Tasks and exercises:
1. Answer these questions from the article on service provider cybersecurity:
(a) On what date did the FFIEC form the Cybersecurity and Critical Infrastructure Working Group?
(b) Which three names does the audience recall as service providers that were hacked?
(c) What does the article say oversight is, at best?
2. In the article on service provider cybersecurity, list every action a service provider might take with data, as named in the quoted statement of management's responsibility.
3. Using the article on service provider cybersecurity, decide whether each statement agrees with it. Answer yes or no, and quote the words that settle it.
(a) The FFIEC formed its working group in June.
(b) Regulators treat data outside an institution's direct control differently from data within it.
(c) Oversight of a vendor is described as preventive.

Selected passage:
***
UPDATE – On June 6th the FFIEC formed the Cybersecurity and Critical Infrastructure Working Group, designed to enhance communications between and among the FFIEC members agencies as well as other key financial industry committees and councils. The goal of this group will undoubtedly be to increase the defense and resiliency of financial institutions to cyber attacks, but the question is “what effect will this have on new regulatory requirements and best practices”? Will annual testing of your incident response plan be a requirement, just as testing your BCP is now? I think you can count on it…
I’ve asked the following question at several recent speaking engagements: “Can you remember the last time you heard about a financial institution being hacked, and having its information stolen?” No responses. I then ask a second question: “Can anyone remember the last time a service provider was hacked, and financial institution data stolen?”. Heartland…TJX…FIS…almost every hand goes up.
As financial institutions have gotten pretty good at hardening and protecting data, cyber criminals are focusing more and more on the service providers as the weak link in the information security chain. And wherever there are incidents making the news, the regulators are sure to follow with new regulations and increased reinforcement of existing ones.
The regulators make no distinction between your responsibilities for data within your direct control, and data outside your direct control;
“Management is responsible for ensuring the protection of institution and customer data, even when that data is transmitted, processed, stored, or disposed of by a service provider.” (Emphasis added)
In other words, you have 100% of the responsibility, and zero control. All you have is oversight, which is at best predictive and reactive, and NOT preventive. So you use the vendor’s past history and third-party audit reports to try to predict their ability to prevent security incidents, but in the end you must have a robust incident response plan to effectively react to the inevitable vendor incident.
***
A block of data

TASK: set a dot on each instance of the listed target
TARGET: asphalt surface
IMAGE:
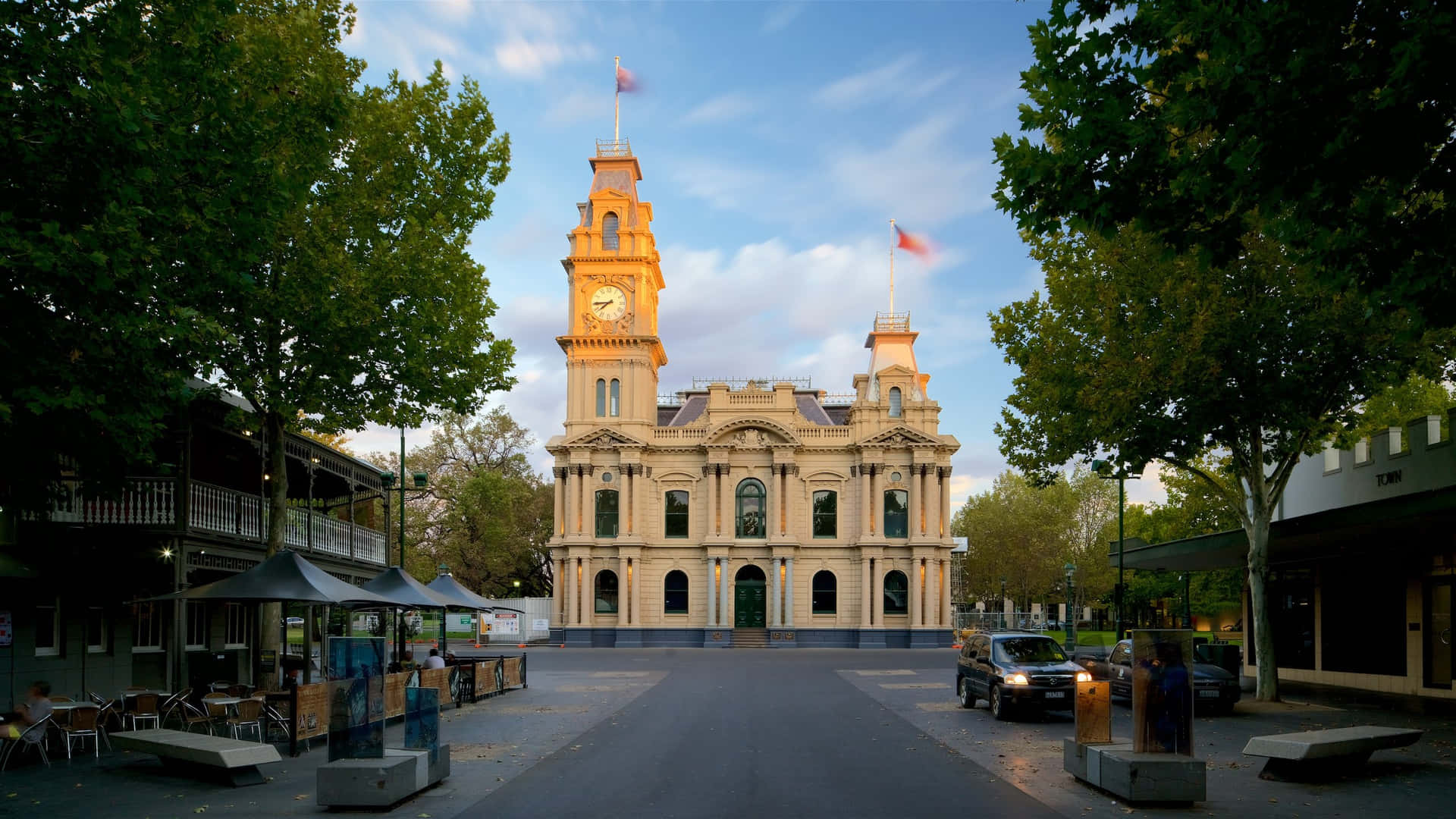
(755, 733)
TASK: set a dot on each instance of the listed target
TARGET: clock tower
(613, 279)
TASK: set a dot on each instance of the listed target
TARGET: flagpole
(892, 267)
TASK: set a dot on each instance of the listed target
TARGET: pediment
(604, 438)
(899, 436)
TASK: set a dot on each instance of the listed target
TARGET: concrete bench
(382, 781)
(201, 754)
(1324, 754)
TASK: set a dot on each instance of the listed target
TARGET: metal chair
(85, 722)
(145, 708)
(34, 736)
(249, 716)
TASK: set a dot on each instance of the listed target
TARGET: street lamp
(1072, 635)
(1106, 469)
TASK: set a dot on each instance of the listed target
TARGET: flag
(918, 245)
(625, 80)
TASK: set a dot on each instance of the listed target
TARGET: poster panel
(356, 697)
(1163, 691)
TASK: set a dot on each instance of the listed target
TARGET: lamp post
(1068, 623)
(1106, 469)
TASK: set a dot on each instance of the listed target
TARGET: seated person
(36, 708)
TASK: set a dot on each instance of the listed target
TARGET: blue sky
(777, 142)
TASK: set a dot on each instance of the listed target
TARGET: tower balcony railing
(155, 503)
(892, 322)
(613, 148)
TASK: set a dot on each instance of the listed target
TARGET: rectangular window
(49, 630)
(237, 627)
(826, 513)
(197, 626)
(146, 632)
(98, 632)
(606, 513)
(897, 513)
(674, 515)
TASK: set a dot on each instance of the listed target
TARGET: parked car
(1215, 689)
(1017, 672)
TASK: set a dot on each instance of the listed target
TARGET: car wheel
(1001, 708)
(965, 692)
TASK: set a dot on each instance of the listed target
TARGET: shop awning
(283, 577)
(1378, 526)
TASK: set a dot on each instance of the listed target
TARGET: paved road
(755, 733)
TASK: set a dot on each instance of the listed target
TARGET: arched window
(606, 513)
(606, 592)
(752, 509)
(674, 513)
(674, 592)
(609, 232)
(826, 513)
(897, 513)
(824, 592)
(897, 594)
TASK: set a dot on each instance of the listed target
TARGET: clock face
(609, 303)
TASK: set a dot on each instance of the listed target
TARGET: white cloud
(721, 108)
(781, 17)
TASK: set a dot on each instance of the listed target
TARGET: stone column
(946, 500)
(712, 591)
(877, 496)
(637, 591)
(724, 615)
(864, 594)
(932, 503)
(877, 591)
(913, 525)
(588, 503)
(916, 596)
(573, 502)
(774, 594)
(788, 592)
(573, 595)
(588, 586)
(560, 509)
(625, 506)
(865, 504)
(711, 472)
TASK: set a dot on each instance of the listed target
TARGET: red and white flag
(626, 82)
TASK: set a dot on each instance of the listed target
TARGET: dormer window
(609, 232)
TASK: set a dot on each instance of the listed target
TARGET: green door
(748, 604)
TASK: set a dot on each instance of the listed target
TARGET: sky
(777, 142)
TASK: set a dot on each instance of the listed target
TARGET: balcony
(153, 503)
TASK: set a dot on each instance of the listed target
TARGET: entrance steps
(750, 637)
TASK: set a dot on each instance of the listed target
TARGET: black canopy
(398, 585)
(459, 596)
(286, 577)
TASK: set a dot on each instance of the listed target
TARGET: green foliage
(1327, 126)
(1027, 534)
(488, 516)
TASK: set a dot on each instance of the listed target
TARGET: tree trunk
(1257, 528)
(277, 487)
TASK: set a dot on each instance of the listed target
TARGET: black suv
(1014, 672)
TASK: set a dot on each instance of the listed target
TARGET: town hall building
(734, 513)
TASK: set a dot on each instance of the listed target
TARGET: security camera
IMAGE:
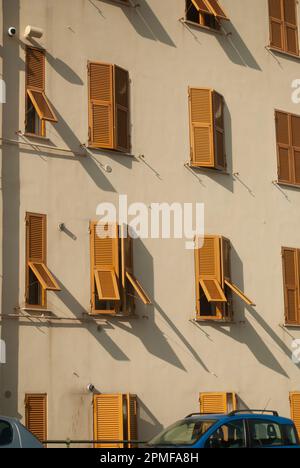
(12, 31)
(90, 387)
***
Responses by task:
1.
(a) June 6th
(b) Heartland, TJX and FIS
(c) Predictive and reactive, and not preventive

2. transmitted, processed, stored, disposed of

3.
(a) Yes: "On June 6th the FFIEC formed the Cybersecurity and Critical Infrastructure Working Group"
(b) No: "The regulators make no distinction between your responsibilities for data within your direct control, and data outside your direct control"
(c) No: "All you have is oversight, which is at best predictive and reactive, and NOT preventive."